**THE EXERCISE**
Rewrite the listing below, swapping every "Teacher note" for "Instruction" and changing nothing else. Leave the pictures out of your answer.

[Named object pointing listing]
• • • • •

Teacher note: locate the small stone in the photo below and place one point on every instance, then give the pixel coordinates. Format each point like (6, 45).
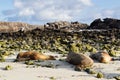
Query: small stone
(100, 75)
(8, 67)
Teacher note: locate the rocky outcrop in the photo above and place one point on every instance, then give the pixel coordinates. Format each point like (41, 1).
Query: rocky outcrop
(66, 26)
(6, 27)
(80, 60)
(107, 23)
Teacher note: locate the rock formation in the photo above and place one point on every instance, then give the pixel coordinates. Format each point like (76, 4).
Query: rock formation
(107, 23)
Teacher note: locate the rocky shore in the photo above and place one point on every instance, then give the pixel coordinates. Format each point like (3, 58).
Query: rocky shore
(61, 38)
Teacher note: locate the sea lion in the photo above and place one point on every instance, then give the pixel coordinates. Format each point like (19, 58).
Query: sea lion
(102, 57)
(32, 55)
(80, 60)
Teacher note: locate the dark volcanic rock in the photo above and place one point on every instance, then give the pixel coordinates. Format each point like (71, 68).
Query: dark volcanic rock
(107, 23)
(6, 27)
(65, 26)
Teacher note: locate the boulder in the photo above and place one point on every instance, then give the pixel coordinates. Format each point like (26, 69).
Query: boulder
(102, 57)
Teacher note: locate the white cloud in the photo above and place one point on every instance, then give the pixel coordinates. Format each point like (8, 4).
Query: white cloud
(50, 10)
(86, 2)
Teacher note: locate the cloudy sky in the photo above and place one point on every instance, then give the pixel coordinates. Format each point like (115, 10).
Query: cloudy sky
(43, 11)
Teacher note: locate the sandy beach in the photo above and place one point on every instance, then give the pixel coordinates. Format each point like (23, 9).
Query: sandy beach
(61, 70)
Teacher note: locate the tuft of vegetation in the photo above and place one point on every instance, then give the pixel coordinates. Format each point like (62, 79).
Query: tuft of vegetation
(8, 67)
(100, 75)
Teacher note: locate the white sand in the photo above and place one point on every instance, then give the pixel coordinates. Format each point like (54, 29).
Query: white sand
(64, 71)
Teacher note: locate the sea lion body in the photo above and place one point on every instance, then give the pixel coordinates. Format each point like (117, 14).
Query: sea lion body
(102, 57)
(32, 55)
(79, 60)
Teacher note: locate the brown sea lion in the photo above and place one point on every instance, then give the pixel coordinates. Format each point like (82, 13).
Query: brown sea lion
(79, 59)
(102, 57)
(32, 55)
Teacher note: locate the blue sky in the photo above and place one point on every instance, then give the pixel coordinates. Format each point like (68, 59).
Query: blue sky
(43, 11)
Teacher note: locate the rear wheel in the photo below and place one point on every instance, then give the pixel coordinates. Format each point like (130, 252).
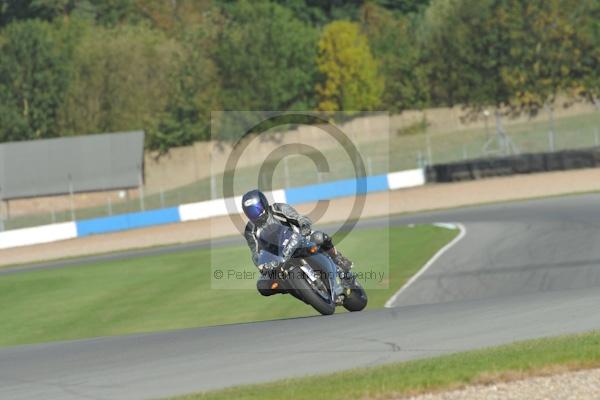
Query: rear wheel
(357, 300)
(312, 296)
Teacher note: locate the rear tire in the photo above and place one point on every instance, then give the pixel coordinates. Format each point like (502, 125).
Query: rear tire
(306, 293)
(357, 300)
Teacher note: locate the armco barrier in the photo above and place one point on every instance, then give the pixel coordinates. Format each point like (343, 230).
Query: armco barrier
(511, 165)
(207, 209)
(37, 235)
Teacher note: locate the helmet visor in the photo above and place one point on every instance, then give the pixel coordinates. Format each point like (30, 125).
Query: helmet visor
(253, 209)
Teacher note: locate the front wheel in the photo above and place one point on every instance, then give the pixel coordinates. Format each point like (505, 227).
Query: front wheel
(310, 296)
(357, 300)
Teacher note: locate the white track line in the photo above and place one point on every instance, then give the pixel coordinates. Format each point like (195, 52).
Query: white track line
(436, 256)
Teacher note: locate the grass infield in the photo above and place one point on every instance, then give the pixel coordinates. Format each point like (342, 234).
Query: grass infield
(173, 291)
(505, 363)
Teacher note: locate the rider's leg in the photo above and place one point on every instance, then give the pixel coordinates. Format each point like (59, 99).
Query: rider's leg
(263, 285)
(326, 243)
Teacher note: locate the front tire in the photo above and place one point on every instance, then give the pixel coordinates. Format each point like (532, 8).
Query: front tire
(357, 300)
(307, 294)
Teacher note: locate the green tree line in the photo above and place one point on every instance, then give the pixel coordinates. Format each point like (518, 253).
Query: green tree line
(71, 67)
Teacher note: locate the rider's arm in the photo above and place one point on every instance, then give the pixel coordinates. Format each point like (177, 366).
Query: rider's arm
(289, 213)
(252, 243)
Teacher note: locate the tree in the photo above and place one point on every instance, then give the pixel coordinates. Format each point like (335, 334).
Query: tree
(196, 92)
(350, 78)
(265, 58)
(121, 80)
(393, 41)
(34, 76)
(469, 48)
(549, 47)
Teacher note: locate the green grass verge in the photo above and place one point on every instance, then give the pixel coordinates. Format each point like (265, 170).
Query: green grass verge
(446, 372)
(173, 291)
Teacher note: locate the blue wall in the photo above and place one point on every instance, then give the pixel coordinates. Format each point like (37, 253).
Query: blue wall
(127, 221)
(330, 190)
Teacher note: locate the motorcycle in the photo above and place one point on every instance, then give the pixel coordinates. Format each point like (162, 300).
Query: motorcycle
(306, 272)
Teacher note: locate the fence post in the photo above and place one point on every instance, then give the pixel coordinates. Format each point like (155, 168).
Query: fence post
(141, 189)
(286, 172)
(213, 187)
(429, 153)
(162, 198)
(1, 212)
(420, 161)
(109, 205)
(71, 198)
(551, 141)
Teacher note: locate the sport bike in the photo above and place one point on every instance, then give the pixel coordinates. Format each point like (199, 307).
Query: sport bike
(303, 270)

• • • • •

**TASK OUTPUT**
Instruction: locate the small stone in the photo below and place one point on every instance, then give the pixel coordinates. Format each point like (6, 45).
Query: small stone
(100, 75)
(8, 67)
Instruction: locate the rocky outcrop in the photo above and place one point on every instance, then give the pixel coordinates. Format each point like (41, 1).
Query: rocky outcrop
(66, 26)
(6, 27)
(80, 60)
(107, 23)
Instruction: locate the rock formation in the photo above and place one point on every instance, then give the pixel coordinates. Format each point like (76, 4).
Query: rock formation
(107, 23)
Instruction: locate the rocky shore in the photo above and place one point on every instance, then give the pixel coordinates. Format each point like (3, 58).
Query: rocky shore
(61, 38)
Instruction: locate the sea lion in the photo above and place one point on every instance, then give the pixel coordinates. Format each point like (19, 58).
Query: sea lion
(102, 57)
(32, 55)
(80, 60)
Instruction: locate the dark volcanic rock in the photo above and place one point on every instance, then give the pixel coordinates. Format each point like (71, 68).
Query: dark volcanic rock
(107, 23)
(6, 27)
(65, 26)
Instruction: locate the boulder in the photo above and place one point on every instance, then give the pixel coordinates. Format each point like (26, 69).
Query: boulder
(102, 57)
Instruction: locate the white cloud in the photo above and place one point on every instance, then give the pixel coordinates. Format each point like (8, 4).
Query: white cloud
(50, 10)
(86, 2)
Instruction: locate the cloudy sky in the photo above and place one point on every instance, then give the pixel coordinates. Format each point like (115, 10).
Query: cloudy sky
(43, 11)
Instruction: locate the sandy beach in the photo above and place one point on every instance, then give the pixel coordinates. Format each point like (23, 9).
Query: sandy beach
(61, 70)
Instruction: locate the tuft of vegetation in the photo above and place one point on every instance, then give the pixel coordinates. Format each point like (62, 79).
Query: tuft of vegetation
(8, 67)
(100, 75)
Instruction: locate the white sand in the photo above and place one point on every instance, then give the pixel coordinates. Format each point like (54, 29).
Query: white sand
(64, 71)
Instruction: locate the sea lion body in the photo above and place one point on every instance, then give the pixel coordinates. Format each point like (117, 14).
Query: sea lion body
(102, 57)
(32, 55)
(79, 60)
Instruction: locate the brown sea lion in the photo above and place one point on every instance, then give the pixel coordinates. Format each point like (82, 13).
Query: brown sea lion
(79, 59)
(102, 57)
(32, 55)
Instruction: locate the blue sky in the photo above and place one point on every instance, then give the pixel coordinates. Format each point like (68, 59).
Query: blue sky
(43, 11)
Instruction: locate the rear wheel in the photo below and place one point on every instance, then give the pixel coordinates. Format each point like (130, 252).
Query: rear wheel
(357, 300)
(312, 296)
Instruction: locate the rear tire in the photo above and place one point on every instance, then give the pixel coordinates. Format each point like (502, 125).
Query: rear tire
(306, 293)
(357, 300)
Instruction: locate the armco barrier in the photo above and place one point on every instance, then give the pixel coordinates. Format each point like (343, 230).
Query: armco barrier
(511, 165)
(207, 209)
(37, 235)
Instruction: locate the helmet visor in the photo above and place one point on every instance, then give the pixel coordinates. Format each point like (30, 125).
Query: helmet visor
(253, 209)
Instruction: locate the front wheel in the photo above and place one point on every instance, then give the pixel coordinates. Format each point like (505, 227).
Query: front wheel
(310, 296)
(357, 300)
Instruction: locate the white track line in the photo above and place one point on every instance, then give the pixel coordinates. Format each point like (195, 52).
Query: white track line
(436, 256)
Instruction: locate the grass infield in the photo above and place one point on every instance, then give the pixel coordinates. Format each point like (342, 234).
Query: grass infield
(173, 291)
(505, 363)
Instruction: locate the rider's leg in the photo above and place one point on every instance, then give the pixel coordinates. Format each point like (59, 99).
Query: rider's leg
(263, 285)
(326, 243)
Instruction: locate the front tire in the photo above and place one point on every instance, then give the pixel coordinates. Format each point like (532, 8).
Query: front tire
(357, 300)
(307, 294)
Instruction: locate the green tree line in the photo above and place one point on every instance, then give the pixel coordinates. Format each point like (518, 253).
Query: green tree line
(71, 67)
Instruction: locate the rider's arm in the photo above and place one point on every instance, then give the pixel coordinates. Format each point like (177, 366).
Query: rider's arm
(289, 213)
(252, 243)
Instruction: locate the tree in the photo above and place one point on every instance, then give the pixel coordinates. Format each point like (335, 334).
Query: tree
(196, 92)
(350, 78)
(265, 58)
(121, 80)
(393, 41)
(34, 76)
(469, 48)
(549, 47)
Instruction: locate the green grass verge in the photo above and place one point on every instance, then give the pixel coordinates. Format each point like (265, 170).
Query: green grass verge
(446, 372)
(173, 291)
Instruction: locate the blue wall in the photo above and place one point on every instance, then give the pixel coordinates. Format each point like (37, 253).
Query: blue wall
(127, 221)
(330, 190)
Instruction: locate the motorcycle in the photo above and place one point on every instance, then give the pixel coordinates. Format each point like (162, 300).
Query: motorcycle
(306, 272)
Instruction: locate the fence post in the photo above and place one point on every instance, then give the pixel coordinates. Format each point like (155, 168).
Query: fence post
(141, 189)
(286, 172)
(213, 187)
(429, 153)
(162, 198)
(1, 212)
(420, 161)
(109, 205)
(71, 198)
(551, 141)
Instruction: locate the sport bike in the photo above and place one point on every instance, then give the pixel coordinates. Format each point like (199, 307).
Query: sport bike
(303, 270)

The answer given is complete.